Exercise requirements:
Every entry is to be set down a second time, precisely as written.

Exercise input:
++++++
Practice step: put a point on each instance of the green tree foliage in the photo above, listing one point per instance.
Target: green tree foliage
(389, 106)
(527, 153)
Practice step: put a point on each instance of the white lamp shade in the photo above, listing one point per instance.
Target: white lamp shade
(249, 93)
++++++
Exercise result:
Practice step: put a point on each instance of the green tree foliage in the photo above, listing one point per instance.
Target: green tree foliage
(389, 106)
(527, 153)
Practice step: put a point on each instance of the white lamp shade in the photo above, listing one point per instance.
Target: white lamp shade
(249, 93)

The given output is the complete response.